Task prompt: The records that follow must be repeated verbatim, every one of them.

Records excerpted from a collection
....................
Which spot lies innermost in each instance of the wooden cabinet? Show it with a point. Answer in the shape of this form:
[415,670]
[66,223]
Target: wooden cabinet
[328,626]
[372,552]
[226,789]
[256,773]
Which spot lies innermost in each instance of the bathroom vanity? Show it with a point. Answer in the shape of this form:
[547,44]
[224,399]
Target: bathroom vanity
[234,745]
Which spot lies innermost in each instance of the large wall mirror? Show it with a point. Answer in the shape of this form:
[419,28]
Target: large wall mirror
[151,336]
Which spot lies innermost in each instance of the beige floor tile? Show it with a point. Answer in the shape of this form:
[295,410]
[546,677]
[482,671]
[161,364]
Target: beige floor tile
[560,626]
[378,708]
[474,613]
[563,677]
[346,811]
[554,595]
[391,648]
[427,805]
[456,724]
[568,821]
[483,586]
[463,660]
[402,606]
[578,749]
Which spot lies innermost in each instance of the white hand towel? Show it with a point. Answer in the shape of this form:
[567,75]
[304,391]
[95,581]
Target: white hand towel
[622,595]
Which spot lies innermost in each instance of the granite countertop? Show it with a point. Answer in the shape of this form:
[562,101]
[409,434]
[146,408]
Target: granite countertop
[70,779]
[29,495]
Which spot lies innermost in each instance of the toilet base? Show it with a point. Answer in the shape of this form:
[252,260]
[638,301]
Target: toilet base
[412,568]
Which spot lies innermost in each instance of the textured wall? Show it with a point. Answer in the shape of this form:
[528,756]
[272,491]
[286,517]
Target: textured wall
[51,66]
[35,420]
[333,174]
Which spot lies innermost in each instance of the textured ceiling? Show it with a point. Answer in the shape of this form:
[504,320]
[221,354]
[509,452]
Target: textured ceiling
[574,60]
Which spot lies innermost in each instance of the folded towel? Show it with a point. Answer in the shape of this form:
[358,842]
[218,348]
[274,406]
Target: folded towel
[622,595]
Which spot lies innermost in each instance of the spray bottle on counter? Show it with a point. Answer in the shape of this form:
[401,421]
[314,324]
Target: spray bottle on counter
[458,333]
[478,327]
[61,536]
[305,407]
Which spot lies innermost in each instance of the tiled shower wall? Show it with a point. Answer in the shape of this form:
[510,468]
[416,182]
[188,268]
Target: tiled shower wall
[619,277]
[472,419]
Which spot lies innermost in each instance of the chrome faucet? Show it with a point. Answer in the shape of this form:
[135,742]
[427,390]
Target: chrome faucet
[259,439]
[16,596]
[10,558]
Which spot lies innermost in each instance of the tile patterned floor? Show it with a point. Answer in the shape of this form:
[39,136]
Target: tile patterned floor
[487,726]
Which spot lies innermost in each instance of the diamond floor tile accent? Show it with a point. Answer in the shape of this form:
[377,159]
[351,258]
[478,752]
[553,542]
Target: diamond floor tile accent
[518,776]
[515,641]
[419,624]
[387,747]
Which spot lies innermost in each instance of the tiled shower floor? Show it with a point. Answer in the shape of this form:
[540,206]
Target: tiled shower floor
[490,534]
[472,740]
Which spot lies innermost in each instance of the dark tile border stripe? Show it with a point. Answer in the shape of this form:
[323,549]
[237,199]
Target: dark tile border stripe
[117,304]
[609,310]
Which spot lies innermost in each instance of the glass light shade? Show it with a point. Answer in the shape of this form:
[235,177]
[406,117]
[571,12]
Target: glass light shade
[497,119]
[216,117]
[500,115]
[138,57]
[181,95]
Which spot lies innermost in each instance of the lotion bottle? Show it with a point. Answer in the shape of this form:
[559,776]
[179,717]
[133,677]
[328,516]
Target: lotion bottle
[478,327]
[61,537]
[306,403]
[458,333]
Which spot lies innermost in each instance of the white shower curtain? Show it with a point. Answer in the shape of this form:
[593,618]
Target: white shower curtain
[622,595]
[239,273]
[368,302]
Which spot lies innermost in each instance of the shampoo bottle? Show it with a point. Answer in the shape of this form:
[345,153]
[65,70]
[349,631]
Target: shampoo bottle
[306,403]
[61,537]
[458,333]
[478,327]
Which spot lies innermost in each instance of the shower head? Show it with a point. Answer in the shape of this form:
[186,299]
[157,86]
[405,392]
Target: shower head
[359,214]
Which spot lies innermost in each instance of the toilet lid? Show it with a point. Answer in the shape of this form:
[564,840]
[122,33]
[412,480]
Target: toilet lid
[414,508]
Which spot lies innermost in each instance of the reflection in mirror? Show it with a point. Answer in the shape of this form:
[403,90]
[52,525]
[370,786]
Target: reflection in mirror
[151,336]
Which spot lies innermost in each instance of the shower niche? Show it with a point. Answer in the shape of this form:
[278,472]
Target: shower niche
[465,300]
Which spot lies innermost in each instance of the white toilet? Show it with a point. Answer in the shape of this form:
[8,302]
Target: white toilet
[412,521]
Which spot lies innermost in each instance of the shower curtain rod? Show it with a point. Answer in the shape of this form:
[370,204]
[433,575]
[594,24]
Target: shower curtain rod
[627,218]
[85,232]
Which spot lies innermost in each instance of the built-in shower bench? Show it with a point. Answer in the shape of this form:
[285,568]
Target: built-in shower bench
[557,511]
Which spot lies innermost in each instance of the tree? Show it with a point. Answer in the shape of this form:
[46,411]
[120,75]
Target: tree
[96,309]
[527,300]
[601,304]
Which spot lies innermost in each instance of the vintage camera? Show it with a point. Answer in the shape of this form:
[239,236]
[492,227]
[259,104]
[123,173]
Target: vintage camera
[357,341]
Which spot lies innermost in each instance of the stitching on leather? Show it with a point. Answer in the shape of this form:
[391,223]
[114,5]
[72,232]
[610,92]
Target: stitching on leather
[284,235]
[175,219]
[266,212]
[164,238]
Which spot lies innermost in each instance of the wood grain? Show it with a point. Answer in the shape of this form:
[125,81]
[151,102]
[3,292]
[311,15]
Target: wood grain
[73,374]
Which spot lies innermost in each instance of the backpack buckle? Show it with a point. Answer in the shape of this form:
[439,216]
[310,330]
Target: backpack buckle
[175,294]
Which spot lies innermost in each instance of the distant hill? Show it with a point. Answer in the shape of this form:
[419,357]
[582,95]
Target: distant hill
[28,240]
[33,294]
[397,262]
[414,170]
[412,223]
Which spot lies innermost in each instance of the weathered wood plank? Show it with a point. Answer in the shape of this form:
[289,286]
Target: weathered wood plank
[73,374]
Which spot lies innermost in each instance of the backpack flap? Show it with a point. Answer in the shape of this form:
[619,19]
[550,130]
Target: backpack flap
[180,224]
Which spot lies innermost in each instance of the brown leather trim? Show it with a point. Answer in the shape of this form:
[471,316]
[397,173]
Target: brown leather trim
....................
Response:
Which spot lies innermost in each instance of the wooden cabinet? Show it with a point. Answer in the shape of this form:
[415,670]
[66,223]
Target: wooden cabinet
[328,626]
[372,552]
[226,789]
[256,773]
Which spot lies innermost in each instance of the bathroom vanity? Show it with a point. Answer in the shape of this form:
[547,44]
[224,399]
Target: bathroom vanity
[234,745]
Which spot lies innermost in each instance of the large wall mirror? Show it with a point. Answer in the shape of this form:
[419,28]
Target: large wall mirror
[151,336]
Which spot lies innermost in each instance of the beige floor tile? Show it with a point. Answer in the shape of this form:
[295,410]
[546,677]
[482,671]
[161,364]
Target: beige floor tile
[560,626]
[378,708]
[474,613]
[563,677]
[346,811]
[554,595]
[391,648]
[427,805]
[456,724]
[568,821]
[483,586]
[463,660]
[402,606]
[578,749]
Which spot lies innermost in each instance of the white hand towel? Show it with a point. Answer in the shape of this form:
[567,75]
[304,391]
[95,581]
Target: white hand towel
[622,595]
Which spot lies innermost in each instance of the granite countertop? Show it with a point. Answer in the shape of this form:
[562,101]
[409,434]
[146,408]
Target: granite countertop
[70,779]
[29,495]
Which spot lies innermost in each instance of the toilet base? Show it with a point. Answer in the shape of this form:
[252,260]
[638,301]
Target: toilet base
[412,568]
Which spot lies innermost in each instance of the textured wall? Show it with a point. Answer in the shape of this form:
[528,756]
[272,491]
[286,517]
Target: textured wall
[51,66]
[35,420]
[333,174]
Which spot lies innermost in each instance of the textured ceiling? Show it with a point. Answer in the shape of this form:
[504,320]
[221,354]
[509,452]
Target: textured ceiling
[574,60]
Which spot lies innermost in each instance of the folded towel? Show it with a point. Answer in the shape of this form:
[358,842]
[218,348]
[274,406]
Target: folded towel
[622,595]
Which spot lies innermost in each instance of the spray bottle on counter? Show it with a point. Answer in the shape of this form:
[401,421]
[314,324]
Target: spray bottle on counter
[458,333]
[478,327]
[61,536]
[305,407]
Which spot lies innermost in each instance of the tiled shower wall? Show it with a point. Answer in the shape of this form:
[510,468]
[416,182]
[188,268]
Target: tiled shower wall
[619,277]
[472,419]
Which spot lies innermost in each instance of the chrome faucet? Show it with a point. Answer in the shape of this form:
[135,742]
[427,390]
Target: chrome faucet
[259,439]
[16,596]
[10,558]
Which spot lies innermost in each instance of the tile patterned floor? Show it with a point. Answer in the shape of this form:
[39,136]
Target: tile patterned floor
[487,726]
Which spot lies innermost in each instance of the diamond floor tile accent? Show it with a point. Answer in the shape of this form:
[377,159]
[351,258]
[478,752]
[553,542]
Target: diamond floor tile accent
[518,776]
[515,641]
[419,624]
[387,747]
Which spot lies innermost in each instance of the tiled shower floor? Show it with a point. Answer in the shape of this form:
[540,206]
Target: tiled shower floor
[490,534]
[472,740]
Which spot lies innermost in each instance of the dark tile border stripe? Show it with a point. Answer in the shape of this form:
[323,549]
[237,199]
Target: dark tile border stripe
[117,304]
[609,310]
Which spot lies innermost in each instance of the glass light shade? Show it with a point. Answer in the shape of this form:
[235,177]
[406,117]
[571,12]
Target: glass light shade
[497,119]
[216,117]
[500,115]
[138,57]
[181,95]
Which spot lies innermost in each instance of the lotion bottle? Show it with a point. Answer in the shape of this form:
[559,776]
[179,717]
[133,677]
[328,516]
Target: lotion bottle
[478,327]
[61,537]
[306,403]
[458,333]
Which spot lies innermost in each instance of the white shower curtain? Show it with a point. Answer in the shape of this form:
[593,618]
Target: white shower curtain
[622,595]
[239,273]
[368,302]
Which spot lies innermost in each instance of the shampoo bottle? Show it with a point. Answer in the shape of this form:
[345,153]
[65,70]
[349,631]
Target: shampoo bottle
[306,403]
[61,537]
[458,333]
[478,327]
Which spot lies innermost in each instance of the shower head? Show it with a point. Answer in the shape of this form:
[186,299]
[157,86]
[405,392]
Target: shower head
[359,214]
Which spot lies innermost in each instance of the toilet lid? Show it with a point. Answer in the shape of this form:
[564,840]
[122,33]
[412,480]
Target: toilet lid
[414,508]
Which spot lies innermost in each instance of the reflection in mirror? Show it with a point. Answer in the shape of this form:
[403,90]
[52,525]
[370,786]
Target: reflection in mirror
[151,336]
Which spot lies innermost in each instance of the shower niche? Show it with a point. Answer in the shape of this form:
[278,472]
Target: shower niche
[465,300]
Which spot lies innermost in each instance of the white toilet? Show it with a point. Answer in the shape of this form:
[8,302]
Target: white toilet
[412,521]
Which spot lies innermost in each instance of the shower curtain rod? Show it with a point. Answer in the shape of this form:
[370,204]
[433,575]
[594,24]
Target: shower curtain rod
[627,218]
[85,232]
Which spot lies innermost in each instance of the built-in shower bench? Show it with a point. Answer in the shape of this form:
[285,568]
Target: built-in shower bench
[557,511]
Which spot lies innermost in each instance of the tree? Show it with a point. Answer in the shape of this form:
[46,411]
[120,75]
Target: tree
[96,309]
[527,300]
[601,304]
Which spot lies innermost in each instance of the vintage camera? Show it with a point. Answer in the shape of this form:
[239,236]
[492,227]
[259,104]
[123,173]
Target: vintage camera
[357,341]
Which spot lies innermost in each instance of the stitching on leather? Show it with a point. Answer in the shape of this form:
[391,223]
[114,5]
[72,232]
[610,92]
Target: stitching on leather
[284,235]
[175,219]
[266,212]
[164,238]
Which spot lies innermost in each instance of the wood grain? Show it with a point. Answer in the shape of this form:
[125,81]
[151,102]
[3,292]
[311,15]
Target: wood grain
[73,374]
Which spot lies innermost in each instance of the backpack buckle? Show it with a point. Answer in the shape of this form:
[439,216]
[310,330]
Target: backpack buckle
[175,294]
Which spot lies innermost in each instance of the distant hill? Show it with a point. Answer in the shape of this form:
[419,357]
[582,95]
Target: distant hill
[28,240]
[33,294]
[397,262]
[414,170]
[412,223]
Which spot lies innermost in each instance of the weathered wood plank? Show it with a point. Answer in the shape of this form:
[289,286]
Target: weathered wood plank
[73,374]
Which spot lies innermost in each instance of the backpack flap? Show it with a point. Answer in the shape of this form:
[619,19]
[550,130]
Target: backpack flap
[180,224]
Which spot lies innermost in each instance of the brown leather trim? Show it with a point. Answer in the shape of this form:
[471,316]
[397,173]
Target: brown leather trim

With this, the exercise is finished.